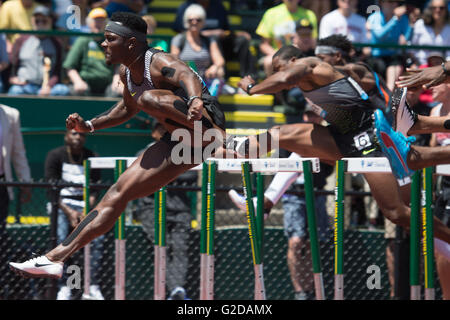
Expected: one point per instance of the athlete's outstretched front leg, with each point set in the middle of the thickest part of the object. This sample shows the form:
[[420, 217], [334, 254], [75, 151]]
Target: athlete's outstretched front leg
[[305, 139], [152, 170]]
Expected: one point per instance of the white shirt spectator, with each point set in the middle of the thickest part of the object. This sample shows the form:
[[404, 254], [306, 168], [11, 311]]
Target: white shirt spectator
[[424, 35], [354, 27]]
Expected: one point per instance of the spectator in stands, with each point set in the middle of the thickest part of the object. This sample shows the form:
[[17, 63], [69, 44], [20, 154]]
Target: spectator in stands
[[192, 46], [178, 225], [277, 27], [36, 60], [303, 37], [433, 29], [68, 19], [4, 61], [233, 44], [16, 14], [389, 26], [441, 94], [65, 163], [151, 27], [320, 8], [13, 153], [85, 62], [111, 6], [344, 21]]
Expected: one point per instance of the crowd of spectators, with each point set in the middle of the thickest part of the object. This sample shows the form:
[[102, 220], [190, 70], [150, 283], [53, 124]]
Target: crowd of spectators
[[43, 64]]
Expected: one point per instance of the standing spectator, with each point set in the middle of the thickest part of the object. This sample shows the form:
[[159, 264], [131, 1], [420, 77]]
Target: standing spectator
[[389, 26], [111, 6], [4, 61], [16, 14], [433, 29], [11, 142], [233, 44], [66, 163], [178, 224], [151, 27], [344, 21], [277, 27], [85, 62], [320, 8], [441, 93], [36, 60], [191, 46]]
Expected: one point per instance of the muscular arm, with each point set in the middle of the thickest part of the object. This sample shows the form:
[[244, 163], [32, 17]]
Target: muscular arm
[[281, 80], [121, 112], [169, 72], [359, 73]]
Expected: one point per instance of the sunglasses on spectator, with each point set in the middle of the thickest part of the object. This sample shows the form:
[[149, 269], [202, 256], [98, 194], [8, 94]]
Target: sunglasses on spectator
[[41, 21], [437, 7]]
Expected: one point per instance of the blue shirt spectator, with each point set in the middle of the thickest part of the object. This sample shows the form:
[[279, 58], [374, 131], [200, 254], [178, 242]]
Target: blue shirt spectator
[[383, 31]]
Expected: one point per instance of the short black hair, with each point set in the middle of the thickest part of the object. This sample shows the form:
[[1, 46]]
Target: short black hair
[[288, 52], [130, 20], [338, 41]]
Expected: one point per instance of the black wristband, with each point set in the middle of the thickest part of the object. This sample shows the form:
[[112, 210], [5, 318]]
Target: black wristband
[[251, 85], [446, 71]]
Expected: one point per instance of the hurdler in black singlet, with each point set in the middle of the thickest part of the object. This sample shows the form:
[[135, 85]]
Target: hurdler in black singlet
[[348, 110], [210, 103]]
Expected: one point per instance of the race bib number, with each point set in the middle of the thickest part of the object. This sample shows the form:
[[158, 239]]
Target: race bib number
[[362, 141]]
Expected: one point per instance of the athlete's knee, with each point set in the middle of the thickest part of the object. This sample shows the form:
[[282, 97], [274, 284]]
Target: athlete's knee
[[149, 99]]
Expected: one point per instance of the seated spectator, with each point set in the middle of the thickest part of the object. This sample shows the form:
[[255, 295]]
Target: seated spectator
[[68, 19], [433, 29], [151, 27], [111, 6], [85, 62], [16, 14], [4, 61], [36, 60], [233, 44], [191, 46], [303, 37], [277, 27], [320, 8], [389, 26], [344, 21]]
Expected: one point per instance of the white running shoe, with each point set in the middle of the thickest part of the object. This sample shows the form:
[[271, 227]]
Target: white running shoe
[[404, 116], [94, 293], [64, 293], [38, 267]]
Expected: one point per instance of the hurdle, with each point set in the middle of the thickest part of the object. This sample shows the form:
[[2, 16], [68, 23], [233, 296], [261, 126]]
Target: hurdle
[[119, 164], [261, 166], [86, 209], [160, 248], [421, 199], [256, 225], [209, 168]]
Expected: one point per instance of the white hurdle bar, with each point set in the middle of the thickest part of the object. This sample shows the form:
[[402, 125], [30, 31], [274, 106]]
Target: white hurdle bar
[[264, 166]]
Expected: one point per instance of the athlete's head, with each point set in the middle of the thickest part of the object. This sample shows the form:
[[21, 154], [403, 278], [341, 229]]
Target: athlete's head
[[125, 33], [285, 56], [335, 49]]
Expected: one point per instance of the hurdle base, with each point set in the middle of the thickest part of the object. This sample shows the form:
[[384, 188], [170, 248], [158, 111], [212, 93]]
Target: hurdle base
[[338, 287], [415, 292], [430, 294], [260, 291], [318, 286]]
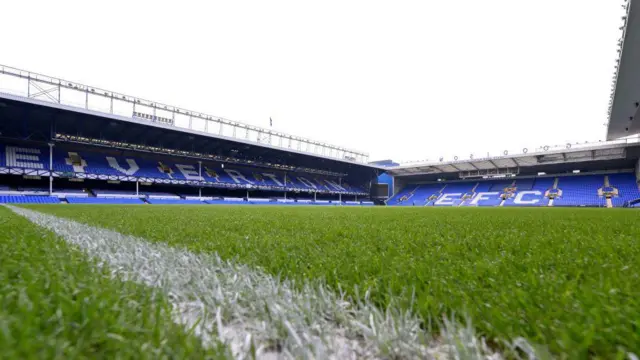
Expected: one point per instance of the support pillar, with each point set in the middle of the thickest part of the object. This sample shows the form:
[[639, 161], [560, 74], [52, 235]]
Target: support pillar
[[50, 169], [200, 176]]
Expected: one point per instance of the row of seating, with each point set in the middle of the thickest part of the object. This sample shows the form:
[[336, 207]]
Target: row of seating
[[28, 199], [35, 199], [606, 190], [83, 164]]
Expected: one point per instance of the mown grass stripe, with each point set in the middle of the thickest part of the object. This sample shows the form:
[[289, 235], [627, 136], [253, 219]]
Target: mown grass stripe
[[251, 310], [561, 277], [55, 303]]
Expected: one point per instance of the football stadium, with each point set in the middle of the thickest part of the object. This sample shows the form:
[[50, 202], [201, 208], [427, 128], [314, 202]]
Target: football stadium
[[131, 228]]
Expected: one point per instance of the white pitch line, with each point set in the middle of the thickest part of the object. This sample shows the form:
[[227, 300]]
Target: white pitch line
[[245, 309]]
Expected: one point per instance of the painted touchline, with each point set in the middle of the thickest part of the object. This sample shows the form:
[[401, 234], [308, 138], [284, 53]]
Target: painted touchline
[[245, 309]]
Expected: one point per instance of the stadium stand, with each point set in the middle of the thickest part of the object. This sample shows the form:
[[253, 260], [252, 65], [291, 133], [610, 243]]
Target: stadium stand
[[589, 190], [87, 164], [96, 200], [28, 199]]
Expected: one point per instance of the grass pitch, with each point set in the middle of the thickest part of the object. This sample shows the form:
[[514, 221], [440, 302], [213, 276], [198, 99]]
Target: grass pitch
[[57, 304], [567, 279]]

*BRIEF:* Transcribe each entry above exactly, apart from the pictures.

*WRITTEN RESPONSE:*
Expected: one point per instance of the athlete's outstretched front leg, with each point set in the middle of the thickest part of the object. This sample shows the form:
[[420, 217], [334, 254], [75, 151]]
Target: athlete's outstretched front leg
[[305, 139], [152, 170]]
Expected: one point per instance of the white shirt spectator, with each point set in the middle of the thickest part of the object. This sample shows the form:
[[404, 254], [306, 168], [11, 311]]
Target: white shirt spectator
[[424, 35], [354, 27]]
Expected: one point per instance of the spectator in stands, with each point set in the middle of the thickest part of the object. This sample shows the form:
[[17, 63], [69, 44], [20, 154]]
Target: spectator in stands
[[192, 46], [178, 225], [277, 27], [36, 60], [303, 37], [433, 29], [68, 19], [4, 61], [233, 44], [16, 14], [389, 26], [441, 94], [65, 163], [151, 27], [320, 8], [13, 153], [85, 62], [111, 6], [344, 21]]
Expected: one point per instance of the crowd of spectators, with each point set in the middle of the thickest part of the object. This sample shows the form:
[[102, 220], [190, 70], [150, 283], [53, 124]]
Target: crowd of spectators
[[43, 64]]
Expected: one point per instance of the standing spectator, with each point set in the middle of the thickest part of the object. This sample shows the form:
[[159, 264], [131, 1], [420, 77]]
Target: standing spectator
[[389, 26], [111, 6], [4, 61], [16, 14], [433, 29], [11, 142], [233, 44], [66, 163], [178, 224], [151, 27], [344, 21], [277, 27], [85, 62], [320, 8], [441, 93], [36, 60], [191, 46]]
Expected: one point per instance of the muscular arm, with each point set in the middle of the thickest part of the object. This sample shows the form:
[[244, 163], [32, 17]]
Target: muscular arm
[[281, 80], [121, 112], [169, 72], [359, 73]]
Expected: one point per instance of the sunglasses on spectator, with each point set in the middle of the thickest part of the object. This sample shows the form:
[[149, 269], [202, 256], [98, 194], [8, 94]]
Target: sunglasses on spectator
[[41, 21], [437, 7]]
Expected: one point per instance of the blue shirt spectator, with each point set in the middle of the thickest part of the object. This sample shows the form:
[[279, 58], [374, 131], [200, 254], [178, 242]]
Target: blue shirt spectator
[[383, 31]]
Expected: one point per instance of the short black hair, with each point set in the middle of the thickest part of the object. This sample shows the form:
[[1, 46]]
Target: short black hair
[[288, 52], [130, 20], [338, 41]]
Expected: one point per instance of the black wristband, with each point set in the middle of the thickest part of the object. This sample shows the form:
[[112, 210], [5, 318]]
Target: black wristband
[[251, 85], [446, 71]]
Expected: one point per instance of the hurdler in black singlet, with each point set in the middle of the thickest part of the object. This sample shows the form:
[[135, 85]]
Target: hurdler in black singlet
[[348, 110], [210, 103]]
Expected: one point per instance of the race bib number, with each point set in the middle of the thickest part of the object. This sample shows the form:
[[158, 239]]
Target: race bib number
[[362, 141]]
Expected: one point per instance of the athlete's knee, with each point set in the middle of the thickest part of the object. This sample shows the form:
[[282, 97], [274, 284]]
Target: athlete's knee
[[149, 99]]
Expected: one point per instance of the seated spectator, with each point set in the middle of the thickest part of the object. This sample shows the form:
[[255, 295]]
Target: seated spectator
[[68, 19], [433, 29], [151, 27], [111, 6], [85, 62], [16, 14], [4, 61], [36, 60], [233, 44], [191, 46], [303, 37], [277, 27], [320, 8], [389, 26], [344, 21]]
Expected: one point per instance of the white running shoe, with each point set in the middle of the thickest part of the object. This sample shows the form:
[[271, 227]]
Target: white running shoe
[[404, 116], [94, 293], [64, 293], [38, 267]]
Expected: one point per instance of the hurdle, with each point set in the middle of the thickest part of the object. This sample shows the form:
[[2, 16], [68, 23], [233, 296], [261, 126]]
Target: hurdle
[[119, 164], [261, 166], [86, 209], [160, 248], [421, 199], [256, 225], [209, 168]]
Expected: one point per instance of the white hurdle bar, with each point set in the middle of the thickest part of the object. This sample shows the form:
[[402, 125], [30, 31], [274, 106]]
Target: white hurdle bar
[[264, 166]]
Expected: one point per instance of the athlete's head, with each point set in the middle of the thickest part of the object. This sample shows the form:
[[21, 154], [403, 278], [341, 229]]
Target: athlete's head
[[125, 33], [285, 56], [335, 49]]
Expected: one point per instance of the hurdle base, with each point set in the middle of the thickest part of the object. This sample shows the form:
[[384, 188], [170, 248], [158, 111], [212, 93]]
Target: hurdle base
[[338, 287], [415, 292], [430, 294], [260, 291], [318, 286]]
Expected: one point per instance of the support pillar, with each point set in the middle of the thickest part of the object. This sample shows the form:
[[639, 161], [560, 74], [52, 235]]
Target: support pillar
[[50, 169], [200, 176]]
Expected: one point per instance of the row of seating, with each point set in the middle of the thickest part of the object. This sample shows the form:
[[336, 207]]
Target: row of seating
[[28, 199], [35, 199], [606, 190], [83, 164]]
Expected: one point per instance of the mown grass stripe, with each point set in the middle of the thickest part of the object. This sample shows the form:
[[289, 235], [627, 136], [253, 219]]
Target: mown grass stripe
[[251, 310], [561, 277], [55, 303]]
Expected: one point per instance of the football stadium, with each point set in the middle of the thickest part of the object. This sample shows the form:
[[50, 202], [201, 208], [427, 128], [314, 202]]
Target: football stadium
[[131, 228]]
Expected: one point per instance of the white pitch line, with each point set in the middle of the thickest part of the object. This sample shows the form:
[[227, 300]]
Target: white pitch line
[[245, 309]]
Expected: one point per instance of the painted touchline, with each point set in the middle of the thickest part of the object. This sample shows the form:
[[401, 234], [308, 138], [284, 53]]
Target: painted touchline
[[245, 309]]
Expected: one point per instance of the stadium stand, with each point set in the middle of the thickest part of the object. This sample shows the form:
[[253, 260], [252, 65], [291, 133], [610, 243]]
Target: stadium stand
[[589, 190], [87, 164], [96, 200], [28, 199]]
Expected: one point per instance of the grass pitch, with each point set in the middle of the thickest part of the object. This sample shows the form:
[[514, 221], [440, 302], [213, 276], [198, 99]]
Target: grass pitch
[[57, 304], [567, 279]]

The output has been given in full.